■ MATERIAL FOR THIS TASK ■

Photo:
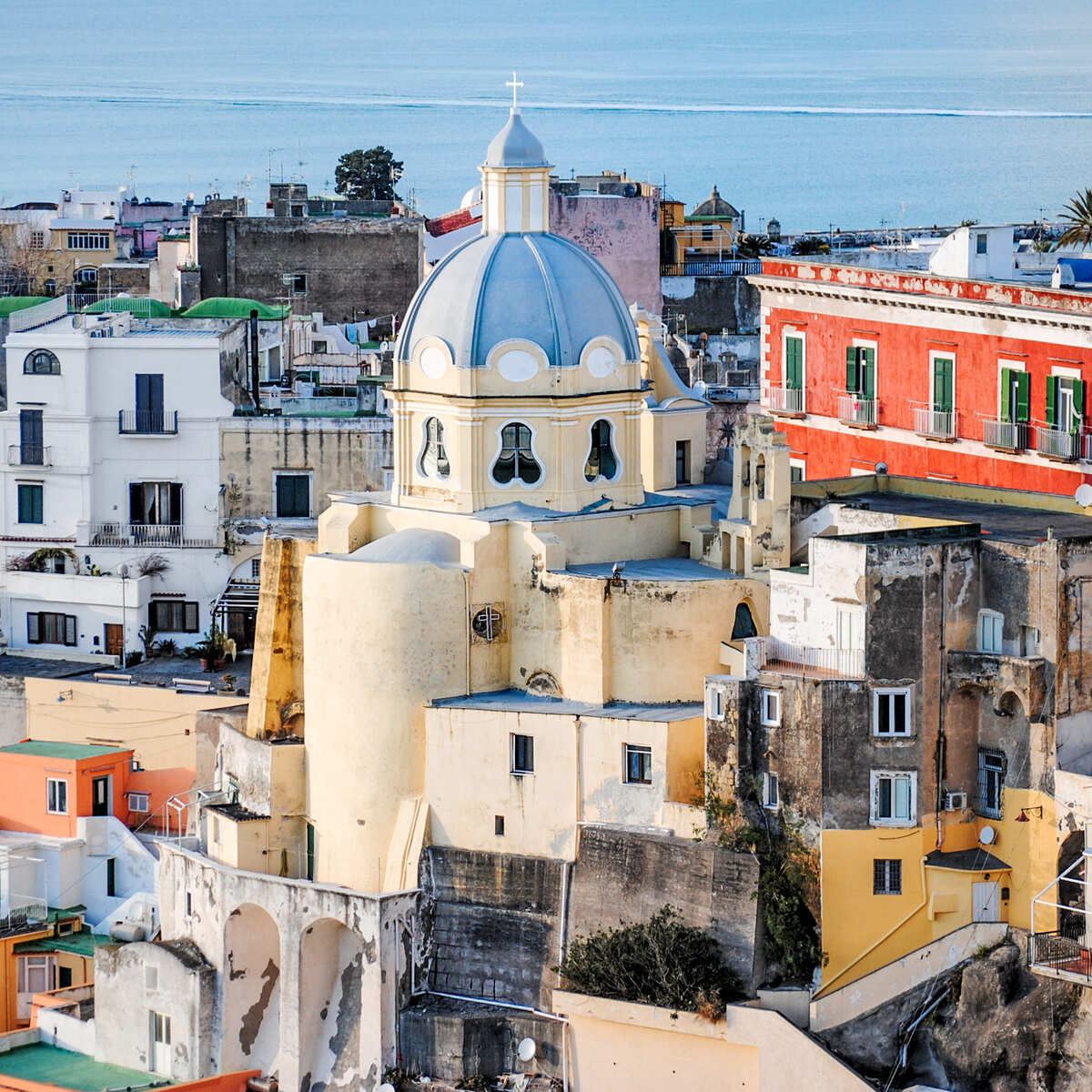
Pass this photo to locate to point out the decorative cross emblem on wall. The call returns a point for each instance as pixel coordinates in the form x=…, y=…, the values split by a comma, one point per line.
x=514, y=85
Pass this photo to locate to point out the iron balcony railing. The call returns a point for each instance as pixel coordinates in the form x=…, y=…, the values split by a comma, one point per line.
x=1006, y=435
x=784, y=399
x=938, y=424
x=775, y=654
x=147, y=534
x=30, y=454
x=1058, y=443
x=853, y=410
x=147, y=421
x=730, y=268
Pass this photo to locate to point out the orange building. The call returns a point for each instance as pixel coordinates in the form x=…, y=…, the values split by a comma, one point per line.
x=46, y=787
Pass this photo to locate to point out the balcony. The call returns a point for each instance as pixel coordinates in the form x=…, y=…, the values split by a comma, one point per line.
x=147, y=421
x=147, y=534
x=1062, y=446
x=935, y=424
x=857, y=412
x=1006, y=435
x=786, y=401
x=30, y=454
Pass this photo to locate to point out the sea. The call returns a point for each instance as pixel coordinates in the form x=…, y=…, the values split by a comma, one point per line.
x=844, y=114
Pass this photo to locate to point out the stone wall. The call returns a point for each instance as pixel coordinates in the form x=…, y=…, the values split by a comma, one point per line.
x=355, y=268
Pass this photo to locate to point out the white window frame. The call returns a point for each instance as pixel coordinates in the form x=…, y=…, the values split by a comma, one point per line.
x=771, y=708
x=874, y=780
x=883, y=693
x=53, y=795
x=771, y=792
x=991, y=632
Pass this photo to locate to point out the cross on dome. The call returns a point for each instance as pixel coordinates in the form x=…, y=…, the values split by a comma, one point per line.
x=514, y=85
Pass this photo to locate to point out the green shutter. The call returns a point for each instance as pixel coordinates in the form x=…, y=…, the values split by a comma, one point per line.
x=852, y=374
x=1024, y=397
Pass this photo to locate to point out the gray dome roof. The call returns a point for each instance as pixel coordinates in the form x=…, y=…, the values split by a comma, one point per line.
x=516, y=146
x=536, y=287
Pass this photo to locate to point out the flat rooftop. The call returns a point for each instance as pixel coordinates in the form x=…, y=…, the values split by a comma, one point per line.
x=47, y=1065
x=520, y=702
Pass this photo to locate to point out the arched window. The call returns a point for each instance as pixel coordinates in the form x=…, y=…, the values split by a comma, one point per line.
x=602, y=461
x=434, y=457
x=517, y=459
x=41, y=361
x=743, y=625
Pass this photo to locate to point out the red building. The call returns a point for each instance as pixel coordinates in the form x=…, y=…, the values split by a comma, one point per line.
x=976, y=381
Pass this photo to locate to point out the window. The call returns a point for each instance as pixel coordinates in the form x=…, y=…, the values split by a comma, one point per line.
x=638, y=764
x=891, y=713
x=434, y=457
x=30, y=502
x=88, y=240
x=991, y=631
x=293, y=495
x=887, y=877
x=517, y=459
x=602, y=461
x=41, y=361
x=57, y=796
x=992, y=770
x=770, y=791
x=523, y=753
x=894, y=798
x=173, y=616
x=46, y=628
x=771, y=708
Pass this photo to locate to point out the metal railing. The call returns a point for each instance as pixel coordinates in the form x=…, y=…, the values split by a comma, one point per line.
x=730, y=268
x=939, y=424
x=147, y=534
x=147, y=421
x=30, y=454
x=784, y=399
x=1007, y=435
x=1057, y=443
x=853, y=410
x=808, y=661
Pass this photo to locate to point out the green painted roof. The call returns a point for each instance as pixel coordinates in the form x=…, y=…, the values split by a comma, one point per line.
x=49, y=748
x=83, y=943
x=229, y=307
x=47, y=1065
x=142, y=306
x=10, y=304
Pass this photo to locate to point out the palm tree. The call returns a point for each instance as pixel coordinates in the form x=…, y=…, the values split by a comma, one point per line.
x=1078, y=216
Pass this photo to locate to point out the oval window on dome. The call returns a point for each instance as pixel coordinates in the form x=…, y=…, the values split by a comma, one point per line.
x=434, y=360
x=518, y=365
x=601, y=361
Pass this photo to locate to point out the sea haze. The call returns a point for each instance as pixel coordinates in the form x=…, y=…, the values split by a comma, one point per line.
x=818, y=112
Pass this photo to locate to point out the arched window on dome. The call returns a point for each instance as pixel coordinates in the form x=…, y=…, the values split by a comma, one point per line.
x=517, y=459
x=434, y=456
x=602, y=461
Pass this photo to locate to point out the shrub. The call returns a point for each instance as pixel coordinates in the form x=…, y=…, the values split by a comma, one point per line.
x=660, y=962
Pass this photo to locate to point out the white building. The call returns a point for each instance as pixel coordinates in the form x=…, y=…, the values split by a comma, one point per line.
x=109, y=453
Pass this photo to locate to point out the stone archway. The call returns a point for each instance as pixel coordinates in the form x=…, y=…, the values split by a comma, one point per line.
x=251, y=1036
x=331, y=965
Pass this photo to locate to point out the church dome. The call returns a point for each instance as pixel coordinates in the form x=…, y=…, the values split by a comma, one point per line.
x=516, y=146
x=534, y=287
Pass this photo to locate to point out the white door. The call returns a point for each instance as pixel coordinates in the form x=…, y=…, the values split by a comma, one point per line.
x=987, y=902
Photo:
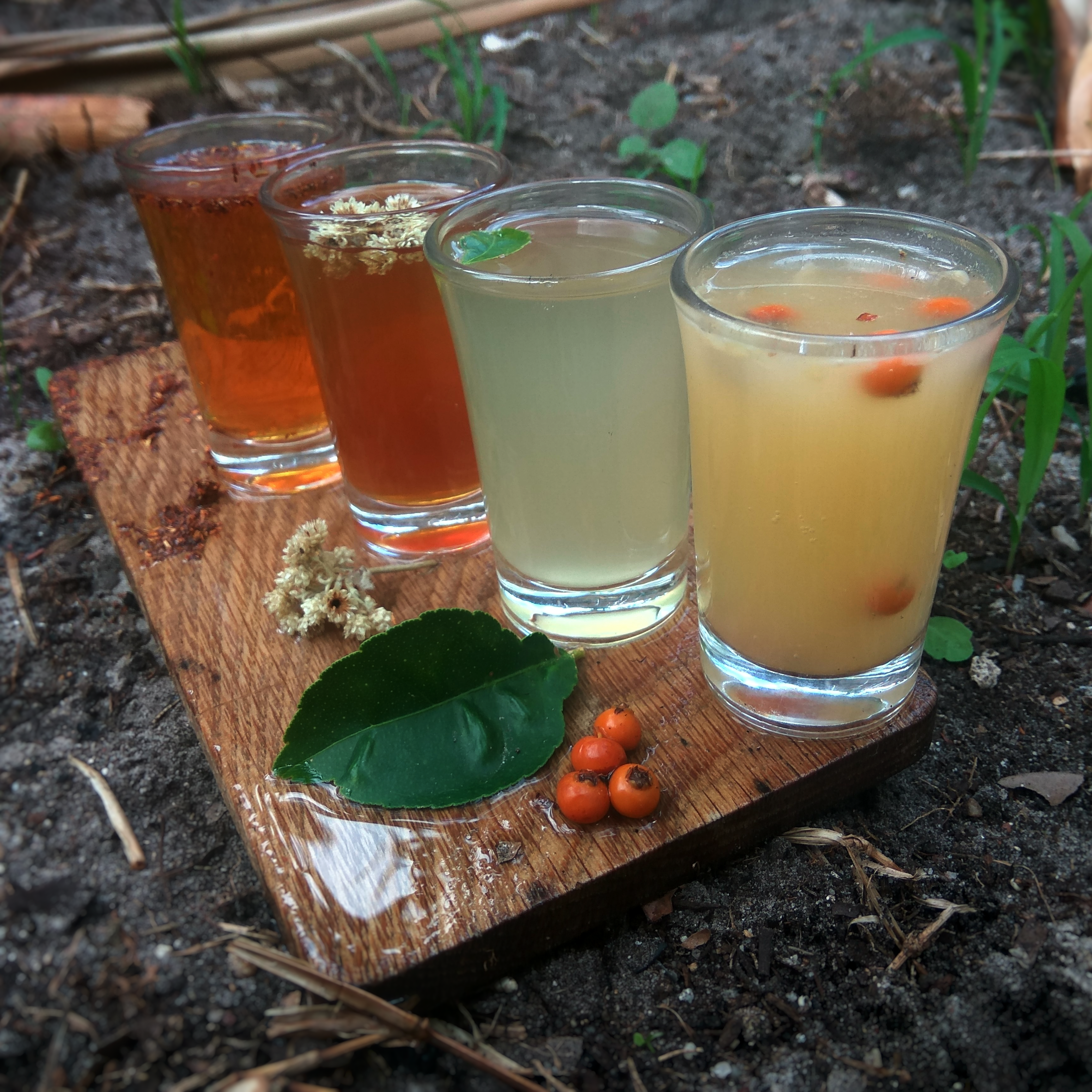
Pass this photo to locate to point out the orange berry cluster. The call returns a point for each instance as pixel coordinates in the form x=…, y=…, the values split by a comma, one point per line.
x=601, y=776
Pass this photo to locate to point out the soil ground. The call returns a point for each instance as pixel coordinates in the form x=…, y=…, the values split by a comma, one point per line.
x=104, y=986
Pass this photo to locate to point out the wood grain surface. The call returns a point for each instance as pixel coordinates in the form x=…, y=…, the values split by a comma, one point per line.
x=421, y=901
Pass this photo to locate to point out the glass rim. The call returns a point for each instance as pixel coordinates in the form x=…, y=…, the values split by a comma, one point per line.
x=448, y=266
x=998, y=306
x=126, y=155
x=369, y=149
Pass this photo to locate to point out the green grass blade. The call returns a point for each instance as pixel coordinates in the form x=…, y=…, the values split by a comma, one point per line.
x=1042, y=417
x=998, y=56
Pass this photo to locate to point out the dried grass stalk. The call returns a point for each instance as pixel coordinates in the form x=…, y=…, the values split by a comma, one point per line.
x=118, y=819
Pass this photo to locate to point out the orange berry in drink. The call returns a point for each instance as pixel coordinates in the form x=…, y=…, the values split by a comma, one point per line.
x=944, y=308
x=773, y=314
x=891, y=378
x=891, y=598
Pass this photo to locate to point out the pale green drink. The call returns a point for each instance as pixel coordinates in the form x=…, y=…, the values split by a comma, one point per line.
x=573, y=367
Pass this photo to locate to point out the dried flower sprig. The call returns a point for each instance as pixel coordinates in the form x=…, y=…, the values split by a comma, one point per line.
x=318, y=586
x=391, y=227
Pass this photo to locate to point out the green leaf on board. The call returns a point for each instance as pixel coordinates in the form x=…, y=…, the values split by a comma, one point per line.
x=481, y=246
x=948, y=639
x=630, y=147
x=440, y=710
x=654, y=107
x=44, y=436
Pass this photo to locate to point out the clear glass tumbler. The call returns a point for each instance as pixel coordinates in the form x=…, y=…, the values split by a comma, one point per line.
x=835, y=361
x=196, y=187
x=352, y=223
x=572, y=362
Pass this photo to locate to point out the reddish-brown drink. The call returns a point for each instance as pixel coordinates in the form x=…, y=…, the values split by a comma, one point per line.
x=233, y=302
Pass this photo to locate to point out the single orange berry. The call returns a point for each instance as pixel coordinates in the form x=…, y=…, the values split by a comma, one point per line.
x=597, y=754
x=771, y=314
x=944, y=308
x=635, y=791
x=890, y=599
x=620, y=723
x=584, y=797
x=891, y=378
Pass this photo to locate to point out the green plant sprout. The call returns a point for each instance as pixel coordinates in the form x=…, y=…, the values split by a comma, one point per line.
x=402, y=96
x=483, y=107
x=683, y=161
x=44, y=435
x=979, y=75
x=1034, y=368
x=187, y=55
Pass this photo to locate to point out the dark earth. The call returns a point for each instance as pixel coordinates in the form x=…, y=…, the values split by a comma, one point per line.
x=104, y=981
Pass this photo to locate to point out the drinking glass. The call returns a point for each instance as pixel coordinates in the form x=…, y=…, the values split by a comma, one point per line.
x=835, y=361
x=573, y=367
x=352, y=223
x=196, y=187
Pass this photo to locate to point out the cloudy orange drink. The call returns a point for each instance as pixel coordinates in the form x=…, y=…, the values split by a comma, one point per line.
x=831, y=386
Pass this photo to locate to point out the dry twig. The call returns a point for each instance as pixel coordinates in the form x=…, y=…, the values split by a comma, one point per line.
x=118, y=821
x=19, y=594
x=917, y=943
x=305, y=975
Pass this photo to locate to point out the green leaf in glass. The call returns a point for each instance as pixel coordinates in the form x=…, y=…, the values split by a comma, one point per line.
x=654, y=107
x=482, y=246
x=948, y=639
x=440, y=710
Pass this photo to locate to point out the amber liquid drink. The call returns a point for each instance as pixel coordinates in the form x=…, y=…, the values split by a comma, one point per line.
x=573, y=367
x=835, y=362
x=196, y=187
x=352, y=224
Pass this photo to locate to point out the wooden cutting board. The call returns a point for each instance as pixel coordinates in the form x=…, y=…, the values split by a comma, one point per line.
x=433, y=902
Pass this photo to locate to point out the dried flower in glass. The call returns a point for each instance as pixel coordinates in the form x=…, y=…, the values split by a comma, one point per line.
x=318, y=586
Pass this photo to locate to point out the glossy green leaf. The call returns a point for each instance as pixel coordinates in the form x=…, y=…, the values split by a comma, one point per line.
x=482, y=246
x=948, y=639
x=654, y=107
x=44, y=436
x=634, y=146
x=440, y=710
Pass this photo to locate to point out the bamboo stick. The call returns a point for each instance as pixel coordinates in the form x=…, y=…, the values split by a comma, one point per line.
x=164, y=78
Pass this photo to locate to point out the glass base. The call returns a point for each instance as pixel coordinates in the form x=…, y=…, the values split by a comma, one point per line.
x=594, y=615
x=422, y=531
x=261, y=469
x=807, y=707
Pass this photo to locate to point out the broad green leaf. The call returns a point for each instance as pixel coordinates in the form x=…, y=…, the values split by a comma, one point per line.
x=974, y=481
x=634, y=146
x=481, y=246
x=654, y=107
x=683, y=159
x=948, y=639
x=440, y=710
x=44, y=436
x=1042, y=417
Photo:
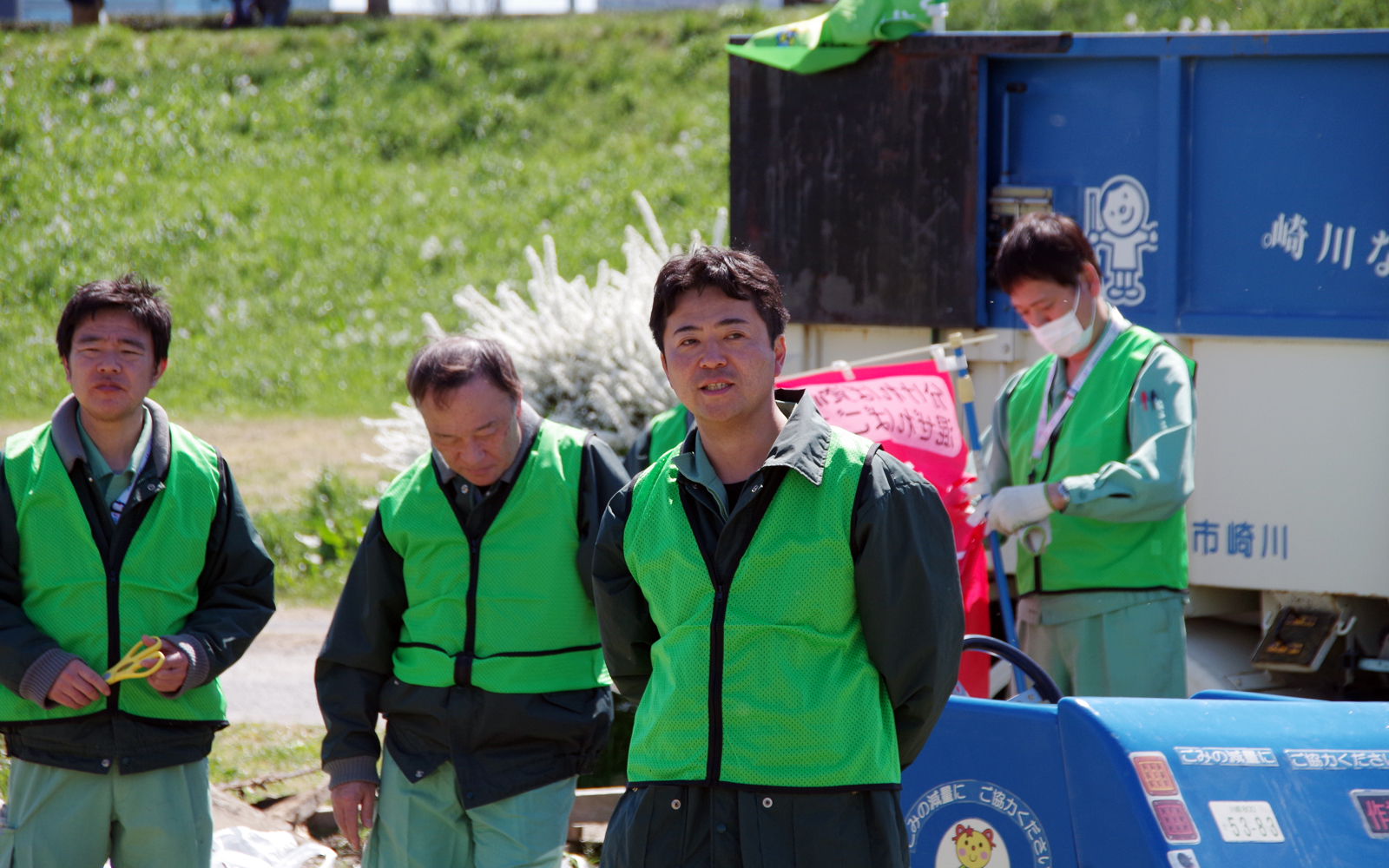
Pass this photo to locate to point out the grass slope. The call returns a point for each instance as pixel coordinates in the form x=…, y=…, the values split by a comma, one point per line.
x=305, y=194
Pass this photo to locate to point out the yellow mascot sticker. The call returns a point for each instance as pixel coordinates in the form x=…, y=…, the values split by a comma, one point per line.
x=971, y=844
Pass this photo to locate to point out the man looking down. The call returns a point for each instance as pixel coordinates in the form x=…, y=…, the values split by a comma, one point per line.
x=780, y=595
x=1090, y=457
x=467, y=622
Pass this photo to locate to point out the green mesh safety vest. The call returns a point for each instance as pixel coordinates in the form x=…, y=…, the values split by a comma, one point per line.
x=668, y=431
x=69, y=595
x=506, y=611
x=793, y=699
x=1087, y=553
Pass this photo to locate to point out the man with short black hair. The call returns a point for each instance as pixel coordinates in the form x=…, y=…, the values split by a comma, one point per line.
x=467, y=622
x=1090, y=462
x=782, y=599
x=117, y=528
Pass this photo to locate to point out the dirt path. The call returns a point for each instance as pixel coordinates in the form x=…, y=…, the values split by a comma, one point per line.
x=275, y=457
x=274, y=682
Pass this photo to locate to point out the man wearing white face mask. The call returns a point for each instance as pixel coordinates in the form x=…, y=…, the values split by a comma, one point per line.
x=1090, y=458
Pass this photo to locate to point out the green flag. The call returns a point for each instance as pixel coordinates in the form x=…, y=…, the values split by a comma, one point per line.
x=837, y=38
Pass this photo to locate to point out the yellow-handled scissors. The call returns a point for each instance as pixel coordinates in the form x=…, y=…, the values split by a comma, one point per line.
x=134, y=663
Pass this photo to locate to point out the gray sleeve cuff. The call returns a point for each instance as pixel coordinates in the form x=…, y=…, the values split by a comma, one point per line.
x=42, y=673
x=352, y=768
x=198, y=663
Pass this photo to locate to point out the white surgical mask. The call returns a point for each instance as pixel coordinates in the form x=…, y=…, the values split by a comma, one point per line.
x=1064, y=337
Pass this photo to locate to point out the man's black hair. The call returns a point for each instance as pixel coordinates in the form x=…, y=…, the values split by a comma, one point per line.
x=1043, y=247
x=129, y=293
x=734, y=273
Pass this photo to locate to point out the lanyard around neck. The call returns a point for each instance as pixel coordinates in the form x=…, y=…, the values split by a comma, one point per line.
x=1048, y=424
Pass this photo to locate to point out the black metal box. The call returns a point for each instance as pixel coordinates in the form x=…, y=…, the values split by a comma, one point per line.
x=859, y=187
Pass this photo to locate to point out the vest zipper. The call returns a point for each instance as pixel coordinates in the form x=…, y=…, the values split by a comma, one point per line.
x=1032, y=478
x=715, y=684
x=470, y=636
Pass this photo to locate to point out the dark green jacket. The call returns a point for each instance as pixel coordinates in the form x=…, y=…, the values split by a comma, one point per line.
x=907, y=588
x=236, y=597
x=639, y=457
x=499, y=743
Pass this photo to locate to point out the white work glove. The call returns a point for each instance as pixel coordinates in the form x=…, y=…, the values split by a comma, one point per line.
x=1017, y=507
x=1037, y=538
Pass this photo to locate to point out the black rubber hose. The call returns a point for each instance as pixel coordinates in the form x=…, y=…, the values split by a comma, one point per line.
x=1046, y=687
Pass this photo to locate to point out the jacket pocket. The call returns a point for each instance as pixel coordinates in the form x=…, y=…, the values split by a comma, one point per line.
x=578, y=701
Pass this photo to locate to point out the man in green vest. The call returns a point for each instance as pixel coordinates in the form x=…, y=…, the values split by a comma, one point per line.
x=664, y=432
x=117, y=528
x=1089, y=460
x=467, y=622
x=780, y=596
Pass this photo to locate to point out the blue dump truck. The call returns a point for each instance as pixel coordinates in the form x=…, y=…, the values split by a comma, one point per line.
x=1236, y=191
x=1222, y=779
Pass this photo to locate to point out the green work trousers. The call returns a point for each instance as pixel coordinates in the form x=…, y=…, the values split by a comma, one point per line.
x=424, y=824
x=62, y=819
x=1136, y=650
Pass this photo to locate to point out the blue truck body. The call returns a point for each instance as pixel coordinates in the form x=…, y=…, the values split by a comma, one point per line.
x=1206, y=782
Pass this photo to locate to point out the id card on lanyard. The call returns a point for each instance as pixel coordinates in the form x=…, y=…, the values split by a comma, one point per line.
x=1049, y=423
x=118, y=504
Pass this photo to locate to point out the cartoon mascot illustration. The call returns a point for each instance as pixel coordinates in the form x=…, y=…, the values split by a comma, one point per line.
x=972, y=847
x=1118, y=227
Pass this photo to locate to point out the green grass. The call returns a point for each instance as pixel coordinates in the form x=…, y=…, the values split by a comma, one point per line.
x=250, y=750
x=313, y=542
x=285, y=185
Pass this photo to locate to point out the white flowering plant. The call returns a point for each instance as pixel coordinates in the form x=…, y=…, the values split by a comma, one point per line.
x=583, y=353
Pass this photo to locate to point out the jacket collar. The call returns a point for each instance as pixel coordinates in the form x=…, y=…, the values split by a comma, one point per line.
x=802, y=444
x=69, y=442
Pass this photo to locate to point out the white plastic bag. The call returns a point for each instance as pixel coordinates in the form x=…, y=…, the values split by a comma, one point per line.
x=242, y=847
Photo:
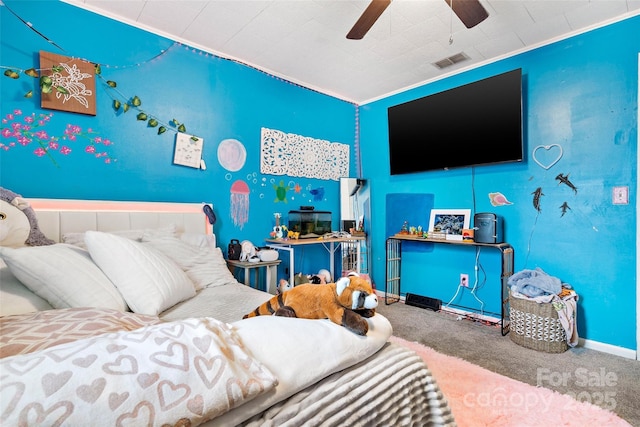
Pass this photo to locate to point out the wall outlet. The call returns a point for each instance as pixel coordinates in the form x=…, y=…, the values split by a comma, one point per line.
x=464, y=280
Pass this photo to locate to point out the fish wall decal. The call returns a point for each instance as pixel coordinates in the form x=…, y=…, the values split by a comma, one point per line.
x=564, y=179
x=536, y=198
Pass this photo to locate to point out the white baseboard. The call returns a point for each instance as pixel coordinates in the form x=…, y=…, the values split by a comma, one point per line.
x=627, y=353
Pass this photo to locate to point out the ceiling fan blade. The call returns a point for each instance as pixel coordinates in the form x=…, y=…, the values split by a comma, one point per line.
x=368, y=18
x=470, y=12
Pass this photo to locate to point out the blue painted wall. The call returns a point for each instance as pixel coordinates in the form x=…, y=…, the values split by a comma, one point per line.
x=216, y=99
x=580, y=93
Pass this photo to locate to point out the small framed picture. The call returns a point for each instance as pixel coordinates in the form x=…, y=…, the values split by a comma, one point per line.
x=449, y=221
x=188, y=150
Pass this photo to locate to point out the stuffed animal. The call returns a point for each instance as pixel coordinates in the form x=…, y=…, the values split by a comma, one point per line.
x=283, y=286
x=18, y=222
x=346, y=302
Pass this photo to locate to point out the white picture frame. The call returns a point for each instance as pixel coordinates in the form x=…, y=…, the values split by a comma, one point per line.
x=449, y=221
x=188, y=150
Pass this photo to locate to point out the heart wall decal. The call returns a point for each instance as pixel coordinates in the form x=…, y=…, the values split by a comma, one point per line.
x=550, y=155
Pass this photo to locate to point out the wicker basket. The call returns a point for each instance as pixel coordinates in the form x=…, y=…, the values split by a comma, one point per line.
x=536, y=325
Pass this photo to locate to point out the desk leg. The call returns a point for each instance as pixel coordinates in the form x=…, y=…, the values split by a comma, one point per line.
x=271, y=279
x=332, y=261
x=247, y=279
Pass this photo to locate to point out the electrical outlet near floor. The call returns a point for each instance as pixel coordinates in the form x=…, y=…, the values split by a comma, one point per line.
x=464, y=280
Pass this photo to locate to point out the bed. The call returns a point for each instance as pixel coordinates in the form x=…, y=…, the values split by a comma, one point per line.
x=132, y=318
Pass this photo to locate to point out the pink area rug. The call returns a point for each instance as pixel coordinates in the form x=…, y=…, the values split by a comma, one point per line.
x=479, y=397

■ WORK REQUIRED ■
Reproduce the items between the line containing "Pass this photo to locate to point out the blue dump" and the line containing "x=1222, y=779", inclusive, without any change.

■ THE ANSWER ■
Pass this photo to locate to point out the blue dump truck. The call returns a point for each instance as pixel coordinates in the form x=…, y=…, the values split by a comma, one point per line.
x=1236, y=191
x=1222, y=779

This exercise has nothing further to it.